### QUOTED PASSAGE
>>
This was my D'var Torah last Shabbat, the Shabbat preceding Purim.
Max Friedman is a young member of our congregation. He recently graduated from George Washington University, but even before graduation Max was a digital entrepreneur. What makes me proud that he is part of our community is the way Max has channelled so much of his enterprise into tzedakah -- for instance his startup Givebutter, a fundraising platform that helps student organizations and nonprofits raise money online.
I mention Max today, though, because of an article he published in Fast Company about ten days ago. Max wrote this on Facebook when he shared the article:
"...two years ago there was an article that was written about me with the headline 'Is This GW Student the Next Mark Zuckerberg?'
"And while it was cool to be even remotely associated with Mark, it sparked something inside of me that I had never felt before - I felt like an imposter. I did nothing wrong, and I had nothing to do with the article aside from being featured in it, yet for some reason I could not shake off these feelings of insecurity, anxiety, and self-doubt. I thought the whole thing was a mistake.
"Since then, I've learned that there's actually a term for this; it's called Imposter Syndrome, and over 70% of people report being affected by it to some degree in their lives."
Max’s whole article is called, “How I Beat the Imposter Phenomenon as the Youngest Person in the Room.” He talks about how he handles carrying the burden of a label -- “The Next Mark Zuckerberg” -- a label that he didn’t ask for, that follows him or that he often has felt follows him when he walks into a room to pitch a potential customer or investor.
Another word for this kind of label, or the “Imposter Phenomenon” that goes with it, would be a mask. Something people see that is not real when they look at you, or me. Being seen with a mask on is the story of Esther, and it’s what we all enact on Purim.
A mask could well be a compliment -- “The Next Mark Zuckerberg”, “the greatest mom I know”, etc. -- but that mask leads to the imposter feeling of being seen in an undeserved way. And masks can of course be negative. We all know the judgments that people make based on how we look, the masks they attribute.
Masks come from the outside world, from the culture, or from assumptions people make when they don’t get to know us first. And we can create our own masks too when we don’t know what we really want to reveal, or when we want to show other people only what we think they will value or appreciate.
In the Megillah, Esther has not just one mask, but a series of masks placed on her. She is born as Hadassah, Hebrew for the myrtle tree, which is something whose essence you can’t really suppress -- the distinctive leaves, the aroma.
But she gets turned into Esther, which is a pun on the Hebrew word הֶסְתֵר hester, which means hiddenness. Esther is the ethnically unidentified teenage beauty that Mordechai tells her to be. Then she is in the care of the king’s harem-meisters for months, as they cover her face with makeup and her whole body with lotions. Then she is the queen of an empire, but only as an ornament.
<<
### EXTRACTED ENTRIES
>>
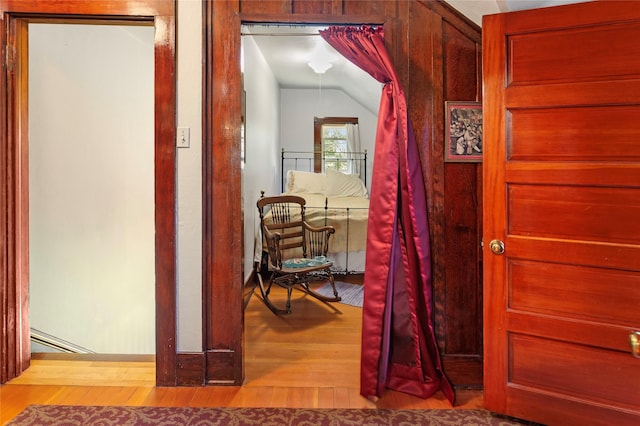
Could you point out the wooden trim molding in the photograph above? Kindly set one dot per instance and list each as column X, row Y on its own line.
column 222, row 290
column 14, row 210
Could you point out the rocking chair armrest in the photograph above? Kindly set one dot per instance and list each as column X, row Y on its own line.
column 328, row 228
column 273, row 246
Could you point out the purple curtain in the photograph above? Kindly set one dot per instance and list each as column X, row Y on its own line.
column 399, row 349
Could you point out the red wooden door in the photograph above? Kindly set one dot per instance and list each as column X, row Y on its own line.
column 562, row 192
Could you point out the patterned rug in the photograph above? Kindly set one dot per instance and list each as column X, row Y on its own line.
column 67, row 415
column 351, row 294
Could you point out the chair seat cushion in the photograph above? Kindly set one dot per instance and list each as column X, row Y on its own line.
column 303, row 262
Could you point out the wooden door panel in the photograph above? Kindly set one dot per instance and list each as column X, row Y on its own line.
column 590, row 126
column 576, row 371
column 562, row 178
column 570, row 290
column 574, row 54
column 581, row 213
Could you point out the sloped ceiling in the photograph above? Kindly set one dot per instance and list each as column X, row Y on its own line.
column 288, row 50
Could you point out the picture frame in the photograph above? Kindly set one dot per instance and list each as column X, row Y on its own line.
column 463, row 132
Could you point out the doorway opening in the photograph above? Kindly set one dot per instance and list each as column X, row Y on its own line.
column 91, row 179
column 14, row 144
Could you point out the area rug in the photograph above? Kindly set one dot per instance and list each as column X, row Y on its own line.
column 351, row 294
column 67, row 415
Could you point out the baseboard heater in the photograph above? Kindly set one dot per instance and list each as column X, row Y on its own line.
column 57, row 344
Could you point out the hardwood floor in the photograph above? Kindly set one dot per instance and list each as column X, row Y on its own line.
column 310, row 358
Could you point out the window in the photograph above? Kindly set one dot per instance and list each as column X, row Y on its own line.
column 331, row 144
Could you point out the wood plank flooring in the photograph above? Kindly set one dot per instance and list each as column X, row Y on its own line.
column 308, row 359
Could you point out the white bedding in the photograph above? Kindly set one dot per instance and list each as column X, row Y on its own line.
column 347, row 210
column 348, row 215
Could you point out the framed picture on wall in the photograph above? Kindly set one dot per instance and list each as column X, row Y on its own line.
column 463, row 132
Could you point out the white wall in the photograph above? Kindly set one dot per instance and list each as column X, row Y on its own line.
column 92, row 249
column 189, row 177
column 262, row 141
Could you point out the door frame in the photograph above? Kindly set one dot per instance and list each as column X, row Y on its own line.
column 223, row 298
column 14, row 196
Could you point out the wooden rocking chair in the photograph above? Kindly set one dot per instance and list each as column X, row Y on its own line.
column 296, row 250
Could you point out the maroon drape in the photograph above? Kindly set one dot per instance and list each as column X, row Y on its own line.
column 399, row 348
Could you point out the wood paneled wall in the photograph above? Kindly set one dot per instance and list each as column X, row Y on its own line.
column 436, row 54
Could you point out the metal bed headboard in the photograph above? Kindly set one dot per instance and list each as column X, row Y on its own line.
column 305, row 161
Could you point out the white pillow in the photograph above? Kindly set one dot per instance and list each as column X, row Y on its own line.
column 306, row 182
column 343, row 185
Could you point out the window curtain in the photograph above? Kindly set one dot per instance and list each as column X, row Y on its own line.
column 399, row 349
column 353, row 146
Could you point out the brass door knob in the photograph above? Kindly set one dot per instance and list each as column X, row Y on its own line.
column 497, row 246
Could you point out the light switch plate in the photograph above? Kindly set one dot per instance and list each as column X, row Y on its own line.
column 182, row 137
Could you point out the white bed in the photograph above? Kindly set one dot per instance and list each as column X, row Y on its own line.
column 339, row 200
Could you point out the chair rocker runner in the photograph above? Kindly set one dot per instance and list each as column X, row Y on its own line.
column 296, row 250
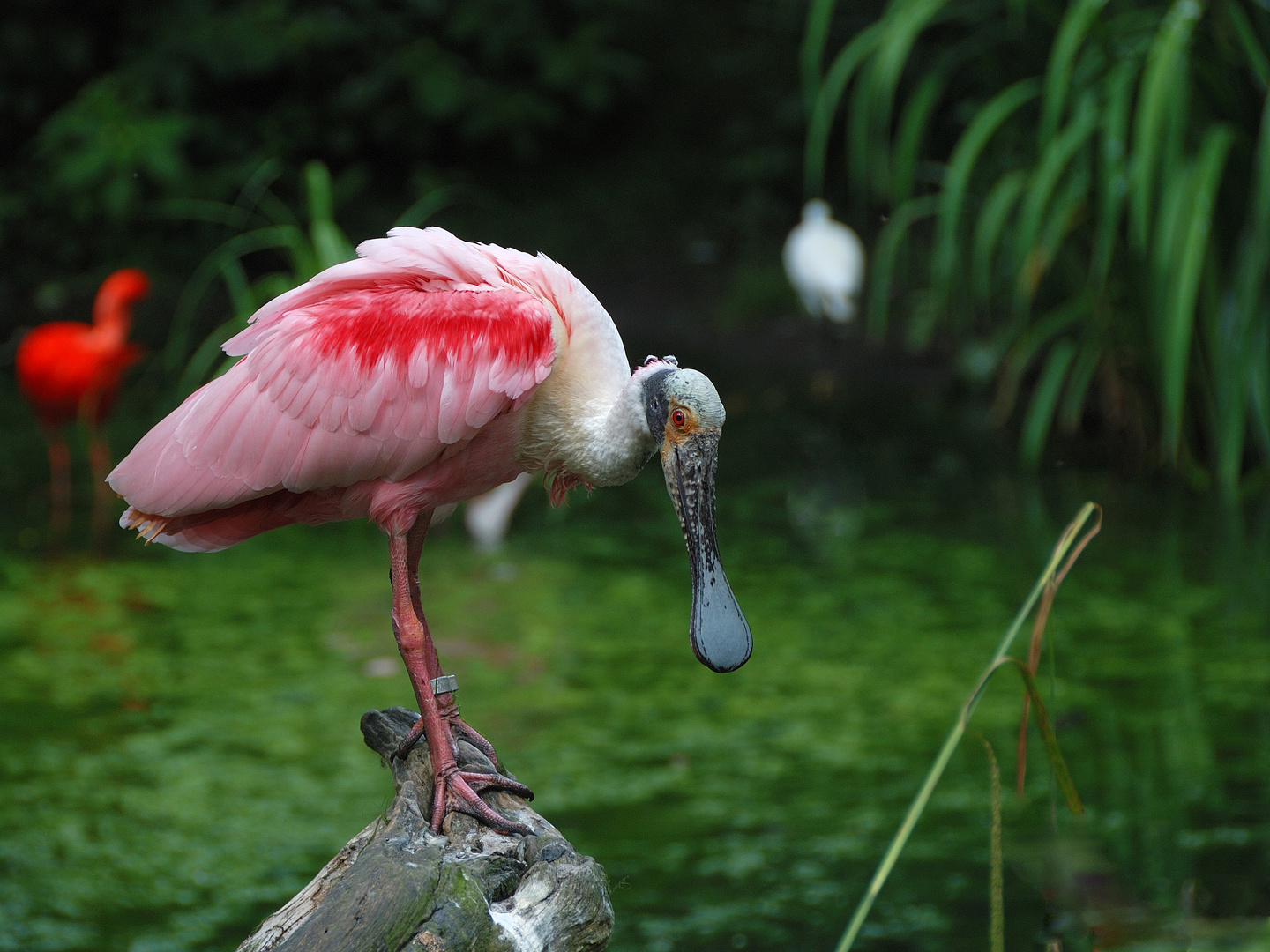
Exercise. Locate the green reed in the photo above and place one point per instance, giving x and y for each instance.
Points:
(1100, 176)
(263, 222)
(1068, 548)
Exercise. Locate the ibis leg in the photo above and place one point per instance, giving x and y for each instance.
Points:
(447, 703)
(58, 482)
(452, 788)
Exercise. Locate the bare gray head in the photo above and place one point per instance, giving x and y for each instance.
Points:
(686, 415)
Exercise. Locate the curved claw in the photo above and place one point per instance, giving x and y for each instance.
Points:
(465, 800)
(459, 726)
(496, 781)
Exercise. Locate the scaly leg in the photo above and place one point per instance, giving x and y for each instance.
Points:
(452, 788)
(58, 482)
(447, 703)
(103, 499)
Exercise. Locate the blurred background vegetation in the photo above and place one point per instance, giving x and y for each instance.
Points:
(609, 133)
(1077, 201)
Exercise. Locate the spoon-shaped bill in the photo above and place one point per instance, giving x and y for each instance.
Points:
(721, 635)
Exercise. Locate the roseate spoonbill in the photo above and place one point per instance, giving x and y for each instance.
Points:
(70, 371)
(826, 263)
(489, 516)
(423, 374)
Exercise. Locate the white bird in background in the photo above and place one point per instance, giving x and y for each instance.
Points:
(489, 516)
(826, 263)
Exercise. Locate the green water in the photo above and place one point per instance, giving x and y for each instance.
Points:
(179, 747)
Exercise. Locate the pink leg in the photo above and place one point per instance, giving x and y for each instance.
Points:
(446, 703)
(452, 788)
(58, 482)
(103, 499)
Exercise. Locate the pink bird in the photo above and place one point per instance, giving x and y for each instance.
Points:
(421, 375)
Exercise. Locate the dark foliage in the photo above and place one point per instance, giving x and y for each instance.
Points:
(603, 129)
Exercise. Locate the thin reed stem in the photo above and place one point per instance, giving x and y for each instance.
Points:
(1067, 545)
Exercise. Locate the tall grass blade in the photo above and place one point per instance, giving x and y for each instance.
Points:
(1041, 412)
(997, 206)
(1047, 732)
(331, 244)
(1114, 181)
(996, 883)
(429, 205)
(868, 146)
(957, 182)
(1162, 83)
(1179, 319)
(1079, 386)
(819, 17)
(1070, 545)
(1080, 17)
(1029, 344)
(1259, 383)
(908, 138)
(889, 242)
(1249, 42)
(1041, 190)
(1064, 215)
(843, 68)
(280, 236)
(1231, 343)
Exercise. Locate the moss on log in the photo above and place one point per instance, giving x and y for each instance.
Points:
(398, 886)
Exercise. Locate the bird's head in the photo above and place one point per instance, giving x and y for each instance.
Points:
(686, 415)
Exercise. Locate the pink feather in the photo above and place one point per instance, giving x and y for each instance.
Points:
(361, 377)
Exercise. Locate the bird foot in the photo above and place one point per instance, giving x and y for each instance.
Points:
(459, 790)
(461, 730)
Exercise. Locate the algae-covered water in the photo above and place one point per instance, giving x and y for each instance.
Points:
(179, 749)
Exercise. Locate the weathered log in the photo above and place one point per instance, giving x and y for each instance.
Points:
(398, 886)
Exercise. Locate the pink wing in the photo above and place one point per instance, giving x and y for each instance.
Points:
(369, 371)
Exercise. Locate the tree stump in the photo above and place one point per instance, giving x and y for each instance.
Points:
(398, 886)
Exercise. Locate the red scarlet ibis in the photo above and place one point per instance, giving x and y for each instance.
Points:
(826, 263)
(423, 374)
(70, 371)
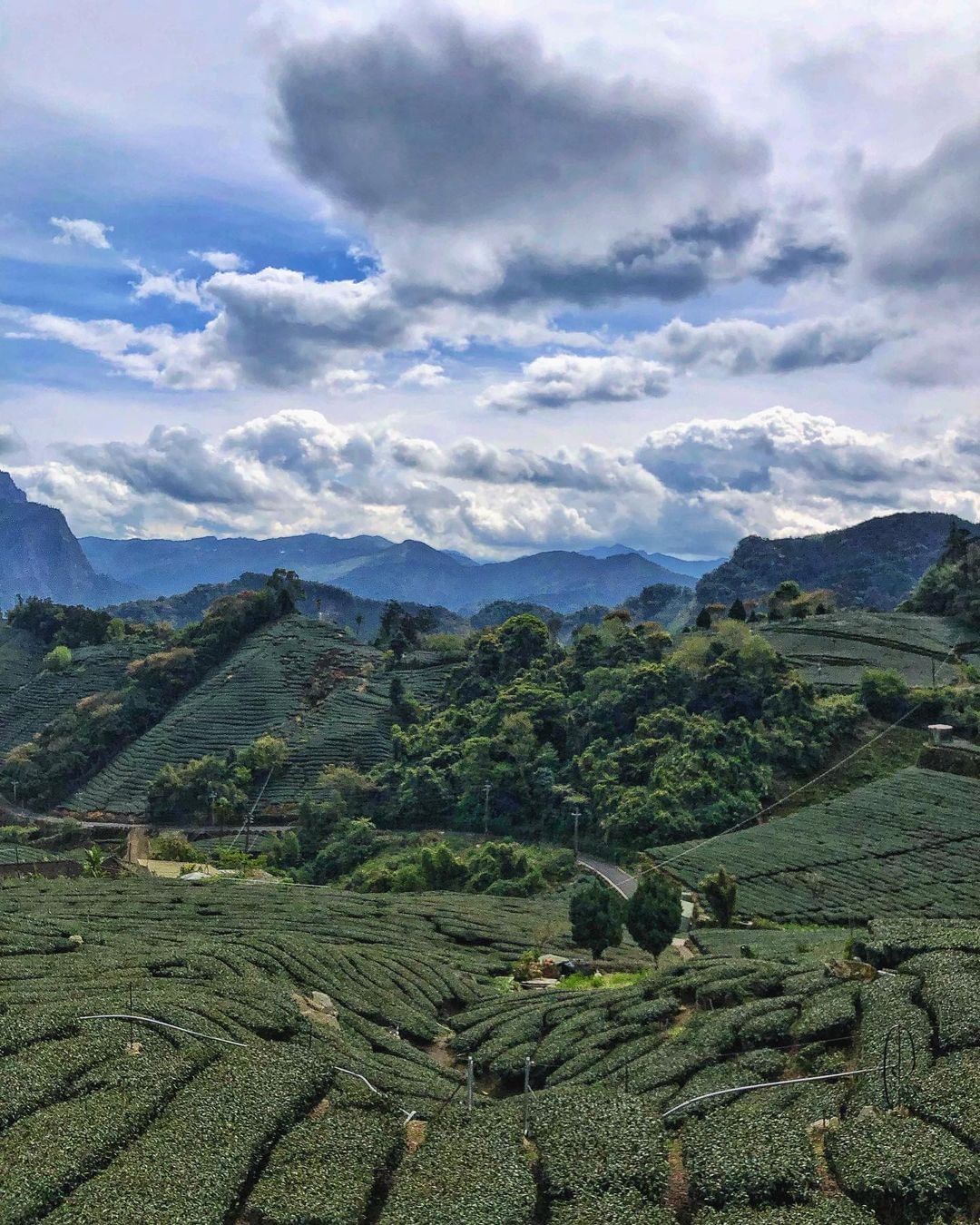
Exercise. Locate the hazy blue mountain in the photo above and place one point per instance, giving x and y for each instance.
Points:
(378, 570)
(41, 556)
(874, 564)
(675, 565)
(354, 612)
(161, 567)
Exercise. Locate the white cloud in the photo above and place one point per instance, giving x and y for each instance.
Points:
(165, 284)
(222, 261)
(424, 374)
(80, 230)
(571, 378)
(693, 487)
(744, 347)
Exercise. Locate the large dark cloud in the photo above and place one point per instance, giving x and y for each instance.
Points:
(920, 226)
(450, 124)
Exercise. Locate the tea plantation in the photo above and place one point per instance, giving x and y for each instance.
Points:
(105, 1121)
(908, 844)
(309, 682)
(833, 651)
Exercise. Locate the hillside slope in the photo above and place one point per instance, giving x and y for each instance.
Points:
(871, 565)
(902, 846)
(360, 616)
(44, 695)
(308, 682)
(833, 651)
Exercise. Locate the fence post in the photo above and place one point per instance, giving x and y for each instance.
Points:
(527, 1095)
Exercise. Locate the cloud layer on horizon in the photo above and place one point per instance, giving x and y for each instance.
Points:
(706, 482)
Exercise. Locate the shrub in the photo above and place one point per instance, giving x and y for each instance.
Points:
(884, 1161)
(885, 692)
(173, 847)
(58, 659)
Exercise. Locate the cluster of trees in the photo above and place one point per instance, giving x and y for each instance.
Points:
(952, 585)
(328, 846)
(211, 788)
(401, 631)
(69, 625)
(83, 740)
(787, 601)
(659, 742)
(652, 916)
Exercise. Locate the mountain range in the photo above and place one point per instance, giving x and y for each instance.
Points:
(380, 570)
(870, 565)
(41, 556)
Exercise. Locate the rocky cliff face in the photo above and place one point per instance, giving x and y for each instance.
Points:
(41, 556)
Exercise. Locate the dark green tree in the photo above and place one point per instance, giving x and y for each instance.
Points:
(720, 891)
(595, 916)
(287, 588)
(653, 914)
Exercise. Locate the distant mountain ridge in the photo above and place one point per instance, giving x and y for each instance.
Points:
(675, 565)
(41, 556)
(378, 570)
(871, 565)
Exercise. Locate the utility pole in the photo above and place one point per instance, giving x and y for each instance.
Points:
(528, 1064)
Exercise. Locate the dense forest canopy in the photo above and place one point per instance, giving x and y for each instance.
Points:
(651, 741)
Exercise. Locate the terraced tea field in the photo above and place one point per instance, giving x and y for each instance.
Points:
(307, 681)
(833, 651)
(908, 844)
(105, 1121)
(45, 695)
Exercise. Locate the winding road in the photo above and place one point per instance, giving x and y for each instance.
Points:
(625, 885)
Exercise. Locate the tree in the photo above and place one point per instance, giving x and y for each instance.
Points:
(93, 863)
(720, 891)
(287, 588)
(653, 914)
(885, 692)
(595, 916)
(58, 661)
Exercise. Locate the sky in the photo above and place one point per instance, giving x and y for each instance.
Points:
(497, 276)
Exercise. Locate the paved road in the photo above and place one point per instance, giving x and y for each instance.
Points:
(620, 881)
(625, 885)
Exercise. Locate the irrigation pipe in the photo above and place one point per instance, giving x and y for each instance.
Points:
(165, 1024)
(409, 1113)
(767, 1084)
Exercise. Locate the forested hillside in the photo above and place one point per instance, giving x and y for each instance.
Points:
(871, 565)
(952, 585)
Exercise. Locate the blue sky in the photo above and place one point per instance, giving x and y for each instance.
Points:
(503, 277)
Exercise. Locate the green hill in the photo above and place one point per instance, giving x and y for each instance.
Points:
(309, 682)
(903, 846)
(44, 695)
(832, 651)
(256, 1116)
(871, 565)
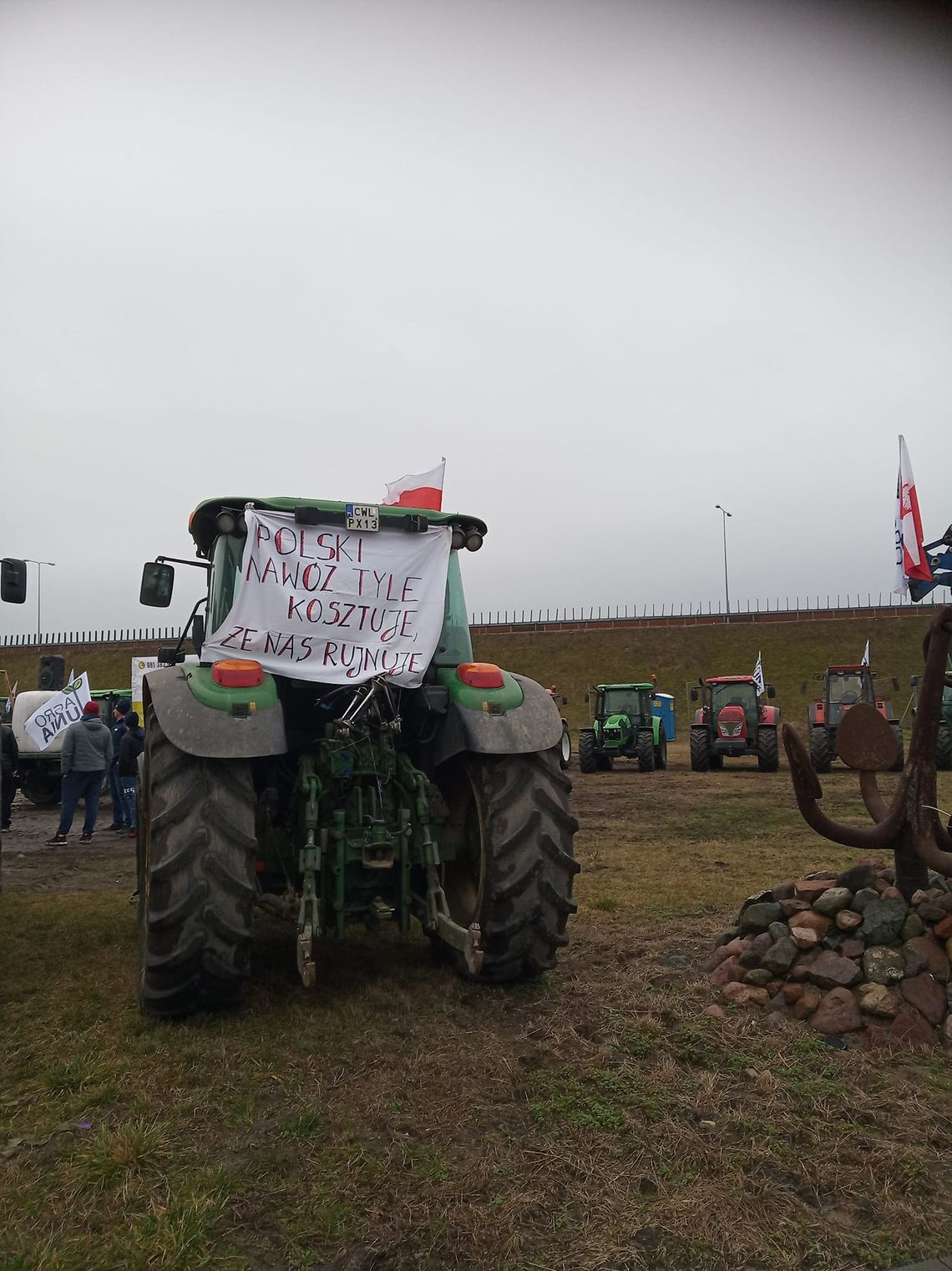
<<
### WHAT IS NEEDED
Rewrite the part of the D'var Torah above that opens with the words "Masks come from" and closes with "leaves, the aroma.", substituting "myrtle shrub" for "myrtle tree".

### IN RESPONSE
Masks come from the outside world, from the culture, or from assumptions people make when they don’t get to know us first. And we can create our own masks too when we don’t know what we really want to reveal, or when we want to show other people only what we think they will value or appreciate.
In the Megillah, Esther has not just one mask, but a series of masks placed on her. She is born as Hadassah, Hebrew for the myrtle shrub, which is something whose essence you can’t really suppress -- the distinctive leaves, the aroma.